EXERCISE GOAL: Exact copy required. Repeat the records, but keep the pictures out.

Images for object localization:

--------------------------------

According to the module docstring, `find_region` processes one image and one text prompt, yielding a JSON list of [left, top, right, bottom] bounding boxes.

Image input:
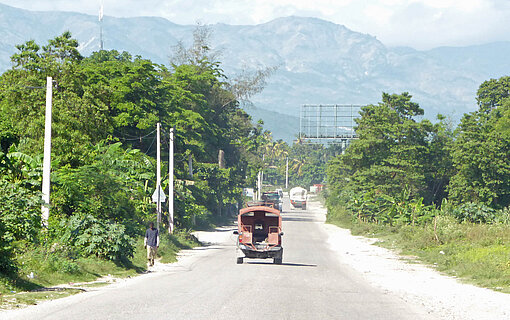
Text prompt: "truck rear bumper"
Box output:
[[239, 245, 282, 259]]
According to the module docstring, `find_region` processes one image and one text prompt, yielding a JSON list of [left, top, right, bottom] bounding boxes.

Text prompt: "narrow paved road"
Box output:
[[5, 198, 434, 320]]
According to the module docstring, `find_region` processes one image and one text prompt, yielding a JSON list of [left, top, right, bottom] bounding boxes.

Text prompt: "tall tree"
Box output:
[[449, 77, 510, 208], [331, 92, 433, 199]]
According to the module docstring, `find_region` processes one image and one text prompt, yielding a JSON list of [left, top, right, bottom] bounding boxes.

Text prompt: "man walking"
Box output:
[[144, 222, 159, 267]]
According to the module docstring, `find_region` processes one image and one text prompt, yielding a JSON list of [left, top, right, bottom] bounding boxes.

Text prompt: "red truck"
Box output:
[[234, 206, 284, 264]]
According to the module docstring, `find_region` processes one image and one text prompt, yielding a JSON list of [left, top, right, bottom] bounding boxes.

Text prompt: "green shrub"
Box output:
[[0, 220, 15, 274], [494, 207, 510, 224], [0, 181, 42, 242], [16, 243, 81, 275], [0, 181, 42, 275], [451, 202, 497, 223], [338, 188, 436, 226], [60, 214, 136, 261]]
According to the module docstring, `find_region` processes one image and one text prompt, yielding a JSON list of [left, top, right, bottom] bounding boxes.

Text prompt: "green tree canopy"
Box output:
[[449, 77, 510, 208]]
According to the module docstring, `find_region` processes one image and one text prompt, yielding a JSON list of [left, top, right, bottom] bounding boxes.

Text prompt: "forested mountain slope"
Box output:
[[1, 4, 509, 141]]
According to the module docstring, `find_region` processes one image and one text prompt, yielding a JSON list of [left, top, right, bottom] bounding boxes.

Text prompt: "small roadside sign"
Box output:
[[152, 185, 167, 203]]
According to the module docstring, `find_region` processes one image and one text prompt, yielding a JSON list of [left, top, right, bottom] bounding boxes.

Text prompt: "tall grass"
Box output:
[[327, 204, 510, 293], [0, 231, 199, 296]]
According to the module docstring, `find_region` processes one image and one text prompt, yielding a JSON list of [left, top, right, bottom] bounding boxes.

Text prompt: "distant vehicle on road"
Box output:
[[243, 187, 255, 200], [276, 188, 283, 199], [290, 187, 307, 210], [234, 206, 284, 264], [261, 191, 283, 212]]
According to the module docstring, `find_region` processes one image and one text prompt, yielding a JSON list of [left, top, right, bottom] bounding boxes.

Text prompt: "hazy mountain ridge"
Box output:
[[0, 4, 509, 141]]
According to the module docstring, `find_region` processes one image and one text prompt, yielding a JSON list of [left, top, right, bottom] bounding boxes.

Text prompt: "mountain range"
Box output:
[[1, 3, 509, 142]]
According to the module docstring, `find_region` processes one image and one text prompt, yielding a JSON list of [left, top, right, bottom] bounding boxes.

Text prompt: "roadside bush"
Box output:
[[51, 165, 137, 222], [59, 214, 136, 261], [0, 181, 42, 242], [14, 241, 81, 275], [0, 181, 42, 275], [494, 207, 510, 224], [0, 220, 15, 274], [48, 255, 80, 274], [450, 202, 497, 223], [341, 189, 436, 226]]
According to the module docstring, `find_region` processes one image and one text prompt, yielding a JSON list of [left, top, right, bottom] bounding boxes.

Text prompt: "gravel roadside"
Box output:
[[310, 200, 510, 320]]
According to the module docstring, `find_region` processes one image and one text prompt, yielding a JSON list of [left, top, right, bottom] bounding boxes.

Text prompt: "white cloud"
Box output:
[[0, 0, 509, 49], [410, 0, 485, 11], [363, 4, 393, 25]]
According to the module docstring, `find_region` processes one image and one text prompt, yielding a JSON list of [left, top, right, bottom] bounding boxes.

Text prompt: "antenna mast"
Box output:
[[99, 0, 104, 50]]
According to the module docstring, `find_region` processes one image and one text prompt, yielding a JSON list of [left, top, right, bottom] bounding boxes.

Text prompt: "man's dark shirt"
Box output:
[[145, 227, 159, 247]]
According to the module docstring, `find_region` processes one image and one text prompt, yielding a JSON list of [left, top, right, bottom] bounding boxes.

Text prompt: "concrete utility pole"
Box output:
[[188, 154, 193, 177], [218, 149, 225, 169], [257, 171, 262, 201], [168, 128, 174, 234], [41, 77, 53, 226], [285, 157, 289, 189], [156, 123, 161, 230], [261, 154, 264, 196]]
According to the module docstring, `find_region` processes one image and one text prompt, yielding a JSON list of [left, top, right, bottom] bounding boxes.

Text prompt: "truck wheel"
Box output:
[[274, 249, 283, 264], [236, 257, 244, 264]]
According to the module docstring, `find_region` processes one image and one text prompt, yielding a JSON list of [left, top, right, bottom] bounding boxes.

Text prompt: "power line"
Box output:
[[114, 128, 157, 141], [144, 134, 157, 155]]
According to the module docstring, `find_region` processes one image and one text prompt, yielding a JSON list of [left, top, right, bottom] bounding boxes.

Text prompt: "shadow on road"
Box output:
[[246, 261, 317, 267], [191, 246, 223, 251], [208, 227, 237, 232], [282, 216, 322, 222]]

--------------------------------

ANSWER TO THE PROBLEM:
According to the module docstring, `find_region` processes one image and one text prompt, yielding a JSON list of [left, top, right, bottom] bounding boxes.

Image input:
Text prompt: "truck rear bumper"
Box output:
[[239, 245, 282, 259]]
According to the module docstring, `find_region` processes one image and one text prompt, yielding a JSON list of [left, top, right, bottom] bounding boxes.

Text prompt: "narrow paved road"
Box output:
[[5, 198, 434, 320]]
According to the module docstring, `find_region` processes one image and one text prompt, yielding a JSON list of [left, top, right, bottom] bounding boxes.

Text prompt: "tall tree"
Box output:
[[449, 77, 510, 208], [331, 92, 433, 199]]
According to the module docstring, `find_region` processes one image and one text prompt, yielding a JSON list of [left, top, right, bottom] bounding boxes.

Text prompt: "man walking"
Box output:
[[144, 222, 159, 267]]
According to the module docstring, `find_region` processes one image and one text prompt, yielding a JSON list of [left, top, right, bottom] bounding boxes.

Text prompt: "red truck"
Box output:
[[234, 206, 284, 264]]
According to the module docstring, `find_region` processes one image and one text prompt, yielding a JSON list of [left, top, right, bottom] bounding boxes.

Text prompt: "green shrub"
Box output:
[[0, 220, 15, 274], [494, 207, 510, 224], [0, 181, 42, 242], [16, 243, 81, 275], [0, 181, 42, 275], [451, 202, 497, 223], [338, 188, 436, 226], [60, 214, 136, 261]]
According to the module docstring, `find_region` processes one image and one text prompt, yielding a JSON list of [left, top, right, bottom] bounding boxes.

Text prompt: "green tree canopy"
Box output:
[[449, 77, 510, 208]]
According to the module docstring, `find_region` processes one image and one text prompt, yielding a JSON list of [left, top, right, bottom] bounding boxes.

Text prompt: "forested mountain slope"
Box output:
[[1, 4, 509, 141]]
According to the module docstring, `find_region` processes one image and one text prompt, yielding a JSON list of [left, top, right, bottom] bounding boxes.

Text prompt: "small roadside sign"
Box output:
[[152, 185, 167, 203]]
According to the module docstring, `find_region` processes one image and one text prompt, yielding a JSON list of [left, top, right, bottom] bounding boxes.

Text prompt: "tall grass"
Box output:
[[327, 204, 510, 293], [0, 231, 199, 296]]
According to the module docstring, `find_region` processes one image and one text prompt, yielding a JSON list of [left, top, right, bottom] bounding boxes.

Text prompt: "distant vehicle on road"
Box output:
[[243, 187, 255, 200], [276, 188, 283, 199], [290, 187, 307, 210], [234, 206, 284, 264], [261, 191, 283, 212]]
According to the module docstring, `find_region` processes one image and one text prompt, yielding a JSON list of [left, top, right, bottom] bounding boxes.

Text prompt: "hazy mountain ridge"
Box output:
[[0, 4, 509, 141]]
According to the module docstring, `find_region` processes one image and one text prompt, yielding a JSON list of [left, top, right, bottom] bounding boxes.

Text prompt: "mountain range"
Box output:
[[1, 3, 509, 142]]
According to the module docstring, `find_region` processes one image and one text prompt, yielding a JSON list of [left, top, right, bottom] bounding boxes.

Text prompt: "roadside bush"
Box output:
[[51, 165, 137, 222], [59, 214, 136, 261], [0, 181, 42, 242], [14, 241, 81, 275], [0, 181, 42, 275], [494, 207, 510, 224], [0, 220, 15, 274], [48, 255, 80, 274], [450, 202, 497, 223], [341, 189, 436, 226]]
According to the module docstring, `find_region` processes one image and one text prompt, yielding a JSON list of [left, top, right, bottom] bounding boxes.

Text prompt: "gravel roadside"
Box output:
[[310, 200, 510, 320]]
According to the module docstring, `find_region` processes one image and one text prompt, yielding a JSON list of [left, top, right, bottom] bounding boxes.

Text prompt: "white cloud"
Box output:
[[0, 0, 509, 49], [410, 0, 485, 11], [363, 4, 393, 25]]
According to the module docstring, `find_region` processes one image and one text prompt, yielding a JSON list of [left, top, right, bottom] bounding boxes.

Text prompt: "antenna mast"
Box output:
[[99, 0, 104, 50]]
According to the module docstring, `find_region` processes one image and one text prompt, yielding a JSON list of [left, top, right, bottom] bounding boxes.

Text prompt: "man's dark shirt"
Box output:
[[145, 227, 159, 247]]
According to the module docstring, `find_region` processes one image and one text prompt, yielding a JSON list of [left, top, right, bottom] bounding boxes.

Text prompt: "concrete utility pole"
Box output:
[[188, 154, 193, 177], [218, 149, 225, 169], [257, 171, 262, 201], [168, 128, 174, 234], [41, 77, 53, 226], [285, 157, 289, 189], [156, 123, 161, 230], [261, 154, 264, 196]]
According to the module docstring, `find_region` processes one image and one text prompt, yielding a JSON list of [left, top, right, bottom] bounding boxes.

Text prompt: "truck wheel"
Box output:
[[274, 249, 283, 264], [236, 257, 244, 264]]
According to the module docstring, `find_region` processes one image and one text prompt, yielding a JSON list of [left, top, right, bottom] bounding boxes.

Text prompt: "power line"
Box output:
[[114, 128, 157, 141], [144, 134, 157, 155]]
According to the module docstring, `find_region` processes one image and one text prompt, yielding a JSON list of [left, top, right, bottom] bounding boxes.

Text prompt: "shadow on road"
Box output:
[[246, 261, 317, 267], [191, 246, 223, 251], [208, 227, 237, 232], [282, 216, 322, 222]]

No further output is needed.